**ABOUT THIS EXERCISE:** For the entries below, repeat exactly each line starting with the one that contains "Spot the purple carrot foliage" and going on through the one that contains "Spot the bundle", and no others.

Extracted records
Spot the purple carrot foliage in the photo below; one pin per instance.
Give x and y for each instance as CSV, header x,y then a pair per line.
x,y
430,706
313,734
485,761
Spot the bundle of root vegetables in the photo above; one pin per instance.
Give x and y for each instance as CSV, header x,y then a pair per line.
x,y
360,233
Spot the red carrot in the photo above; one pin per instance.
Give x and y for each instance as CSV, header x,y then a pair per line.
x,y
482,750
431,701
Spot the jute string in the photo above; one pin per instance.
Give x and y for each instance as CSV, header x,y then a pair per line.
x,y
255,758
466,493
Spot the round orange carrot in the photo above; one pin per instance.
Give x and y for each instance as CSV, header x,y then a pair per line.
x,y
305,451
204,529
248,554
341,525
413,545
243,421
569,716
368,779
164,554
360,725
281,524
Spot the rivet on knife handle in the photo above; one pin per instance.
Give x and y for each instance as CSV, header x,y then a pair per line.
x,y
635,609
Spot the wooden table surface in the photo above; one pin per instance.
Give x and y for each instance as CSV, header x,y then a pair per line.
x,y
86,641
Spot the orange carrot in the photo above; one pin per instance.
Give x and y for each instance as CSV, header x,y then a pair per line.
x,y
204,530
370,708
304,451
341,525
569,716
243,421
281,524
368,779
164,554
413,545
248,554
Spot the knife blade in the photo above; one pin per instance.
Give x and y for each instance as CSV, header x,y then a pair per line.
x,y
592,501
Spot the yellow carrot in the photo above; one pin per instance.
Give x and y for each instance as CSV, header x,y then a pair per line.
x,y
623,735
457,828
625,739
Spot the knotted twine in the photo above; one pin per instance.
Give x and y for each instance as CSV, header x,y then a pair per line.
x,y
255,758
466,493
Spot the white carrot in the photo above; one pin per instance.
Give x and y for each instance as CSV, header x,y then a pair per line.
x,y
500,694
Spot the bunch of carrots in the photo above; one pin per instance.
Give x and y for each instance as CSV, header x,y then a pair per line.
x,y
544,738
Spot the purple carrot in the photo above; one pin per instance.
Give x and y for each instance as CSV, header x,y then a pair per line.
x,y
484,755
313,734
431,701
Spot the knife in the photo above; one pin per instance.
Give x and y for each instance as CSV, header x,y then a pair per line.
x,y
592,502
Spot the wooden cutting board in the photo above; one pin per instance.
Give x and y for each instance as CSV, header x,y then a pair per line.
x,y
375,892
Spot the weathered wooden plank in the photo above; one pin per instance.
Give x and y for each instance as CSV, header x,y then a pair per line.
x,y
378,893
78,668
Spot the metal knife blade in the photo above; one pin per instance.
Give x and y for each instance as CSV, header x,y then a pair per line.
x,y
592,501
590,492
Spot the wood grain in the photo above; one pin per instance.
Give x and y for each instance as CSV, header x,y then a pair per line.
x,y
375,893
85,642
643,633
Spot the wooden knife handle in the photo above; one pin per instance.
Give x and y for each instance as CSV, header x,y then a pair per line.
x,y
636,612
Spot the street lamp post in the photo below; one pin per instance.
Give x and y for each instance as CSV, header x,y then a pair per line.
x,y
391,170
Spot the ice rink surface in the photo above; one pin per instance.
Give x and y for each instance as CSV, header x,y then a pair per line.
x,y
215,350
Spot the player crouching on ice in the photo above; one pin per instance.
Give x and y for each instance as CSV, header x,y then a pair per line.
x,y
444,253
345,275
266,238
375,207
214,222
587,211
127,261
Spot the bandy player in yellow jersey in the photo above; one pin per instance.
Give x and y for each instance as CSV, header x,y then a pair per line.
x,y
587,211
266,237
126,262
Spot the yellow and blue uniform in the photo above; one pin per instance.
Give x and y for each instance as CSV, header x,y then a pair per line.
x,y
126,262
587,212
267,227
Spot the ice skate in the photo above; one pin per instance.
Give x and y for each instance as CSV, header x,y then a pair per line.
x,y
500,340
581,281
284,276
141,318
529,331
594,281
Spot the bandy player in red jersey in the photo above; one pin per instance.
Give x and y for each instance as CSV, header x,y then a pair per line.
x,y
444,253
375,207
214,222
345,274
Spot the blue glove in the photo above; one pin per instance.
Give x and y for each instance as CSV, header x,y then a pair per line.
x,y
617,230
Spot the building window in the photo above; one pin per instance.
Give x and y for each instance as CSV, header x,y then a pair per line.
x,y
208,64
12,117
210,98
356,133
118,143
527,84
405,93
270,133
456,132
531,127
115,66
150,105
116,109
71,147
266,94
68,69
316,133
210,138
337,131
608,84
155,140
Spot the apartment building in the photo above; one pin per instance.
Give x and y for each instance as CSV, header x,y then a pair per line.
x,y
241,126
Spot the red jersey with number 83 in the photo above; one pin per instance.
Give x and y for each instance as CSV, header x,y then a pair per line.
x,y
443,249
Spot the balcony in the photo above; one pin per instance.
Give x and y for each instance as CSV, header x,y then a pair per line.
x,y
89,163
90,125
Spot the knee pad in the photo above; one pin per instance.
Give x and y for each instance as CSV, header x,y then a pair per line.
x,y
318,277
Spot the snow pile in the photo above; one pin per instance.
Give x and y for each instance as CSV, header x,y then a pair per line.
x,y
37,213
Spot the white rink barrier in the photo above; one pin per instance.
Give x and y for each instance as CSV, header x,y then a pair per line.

* * *

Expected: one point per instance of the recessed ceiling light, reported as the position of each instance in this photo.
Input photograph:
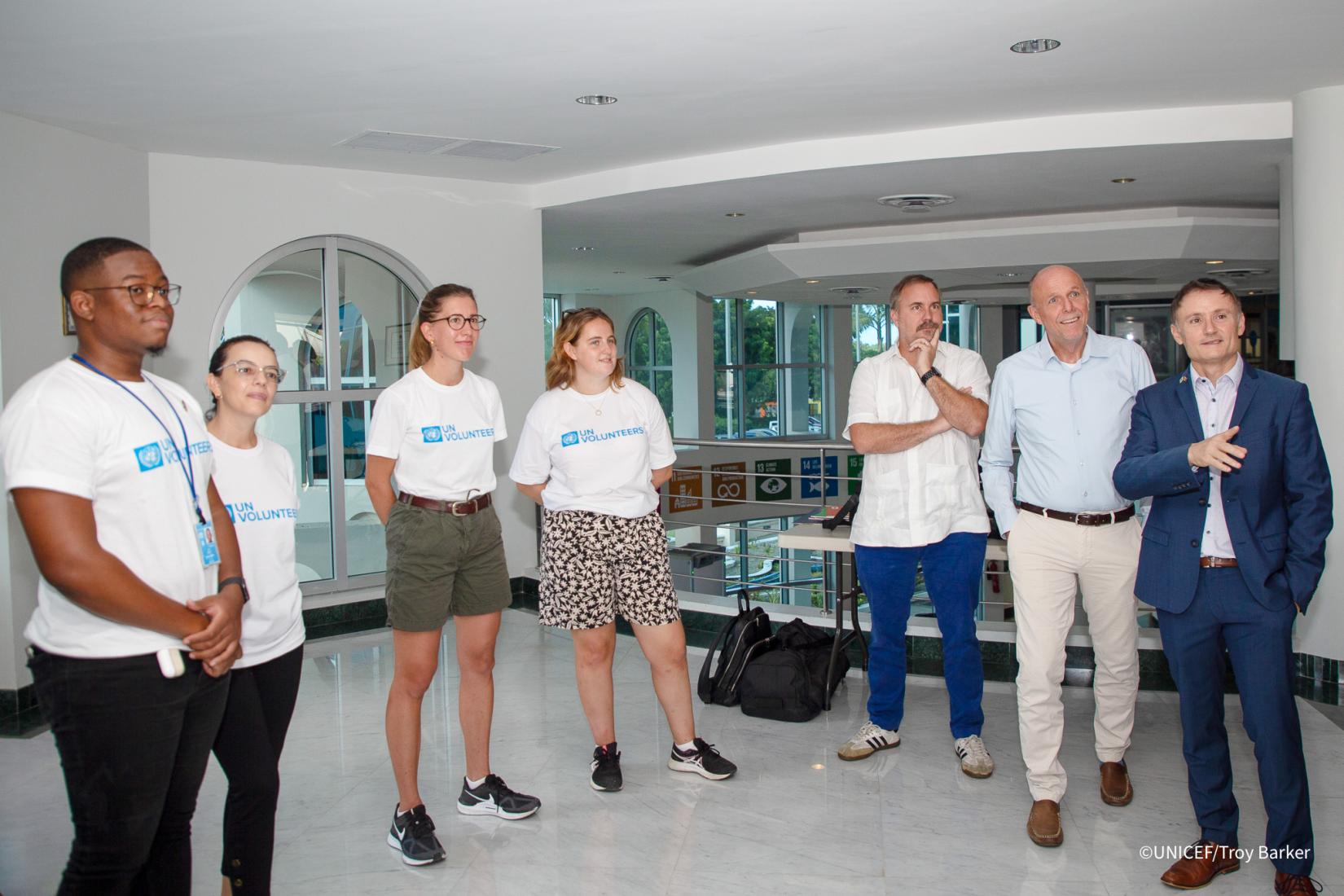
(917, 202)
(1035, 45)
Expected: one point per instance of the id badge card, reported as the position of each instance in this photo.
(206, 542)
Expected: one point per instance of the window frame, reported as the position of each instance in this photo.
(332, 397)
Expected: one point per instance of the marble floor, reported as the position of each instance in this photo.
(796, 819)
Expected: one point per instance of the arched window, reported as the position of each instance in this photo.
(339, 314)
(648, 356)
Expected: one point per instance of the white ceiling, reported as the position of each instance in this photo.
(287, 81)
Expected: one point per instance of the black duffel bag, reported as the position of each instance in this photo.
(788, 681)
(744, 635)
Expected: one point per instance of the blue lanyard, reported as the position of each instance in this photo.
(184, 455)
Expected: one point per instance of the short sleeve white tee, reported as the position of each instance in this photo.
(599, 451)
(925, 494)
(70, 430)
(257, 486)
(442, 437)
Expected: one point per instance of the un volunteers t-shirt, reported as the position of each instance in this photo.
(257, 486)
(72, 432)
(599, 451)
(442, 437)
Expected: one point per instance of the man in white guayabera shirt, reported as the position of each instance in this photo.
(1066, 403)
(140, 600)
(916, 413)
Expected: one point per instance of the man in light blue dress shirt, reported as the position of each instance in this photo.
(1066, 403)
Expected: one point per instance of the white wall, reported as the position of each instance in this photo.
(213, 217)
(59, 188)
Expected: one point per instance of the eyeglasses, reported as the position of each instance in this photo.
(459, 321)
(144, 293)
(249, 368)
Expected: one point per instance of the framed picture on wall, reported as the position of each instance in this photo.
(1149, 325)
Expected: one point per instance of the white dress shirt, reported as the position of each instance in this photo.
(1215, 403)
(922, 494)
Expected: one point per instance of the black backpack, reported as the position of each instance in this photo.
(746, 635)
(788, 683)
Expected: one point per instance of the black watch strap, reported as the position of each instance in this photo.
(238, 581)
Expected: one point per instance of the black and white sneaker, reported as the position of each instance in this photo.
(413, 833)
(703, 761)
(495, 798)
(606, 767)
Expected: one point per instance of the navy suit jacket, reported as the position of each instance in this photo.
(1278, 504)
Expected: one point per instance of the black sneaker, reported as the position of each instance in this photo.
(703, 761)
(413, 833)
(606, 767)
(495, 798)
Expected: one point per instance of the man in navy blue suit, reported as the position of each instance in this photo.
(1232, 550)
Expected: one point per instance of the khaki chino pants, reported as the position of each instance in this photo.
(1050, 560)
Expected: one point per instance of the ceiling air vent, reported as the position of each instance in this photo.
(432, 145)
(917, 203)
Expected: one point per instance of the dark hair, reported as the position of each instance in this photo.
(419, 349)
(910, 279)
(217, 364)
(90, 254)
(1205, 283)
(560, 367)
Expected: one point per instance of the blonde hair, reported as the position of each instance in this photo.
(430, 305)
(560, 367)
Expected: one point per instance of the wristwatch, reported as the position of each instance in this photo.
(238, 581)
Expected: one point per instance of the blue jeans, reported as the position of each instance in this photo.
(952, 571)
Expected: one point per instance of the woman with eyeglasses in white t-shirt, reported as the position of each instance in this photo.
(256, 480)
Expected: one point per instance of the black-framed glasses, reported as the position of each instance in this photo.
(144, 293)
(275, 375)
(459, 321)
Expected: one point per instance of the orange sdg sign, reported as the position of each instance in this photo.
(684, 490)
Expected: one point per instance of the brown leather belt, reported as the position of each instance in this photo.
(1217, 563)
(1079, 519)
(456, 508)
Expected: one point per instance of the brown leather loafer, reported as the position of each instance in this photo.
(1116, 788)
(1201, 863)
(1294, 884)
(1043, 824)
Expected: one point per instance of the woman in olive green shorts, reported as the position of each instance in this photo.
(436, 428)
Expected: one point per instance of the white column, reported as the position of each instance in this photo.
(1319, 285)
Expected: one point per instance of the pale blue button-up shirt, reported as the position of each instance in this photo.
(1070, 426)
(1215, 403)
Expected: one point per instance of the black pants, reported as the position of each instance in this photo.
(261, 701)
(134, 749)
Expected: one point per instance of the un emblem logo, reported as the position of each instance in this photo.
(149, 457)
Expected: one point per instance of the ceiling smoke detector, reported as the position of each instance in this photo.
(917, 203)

**ANSWER SPACE:**
Spot the purple carrot foliage in the photo below; one pin per instance.
Give x and y for each instance as CSV, header x,y then a pair per line.
x,y
430,706
313,734
485,761
Spot the bundle of root vegetables in the photo above; one pin per instance.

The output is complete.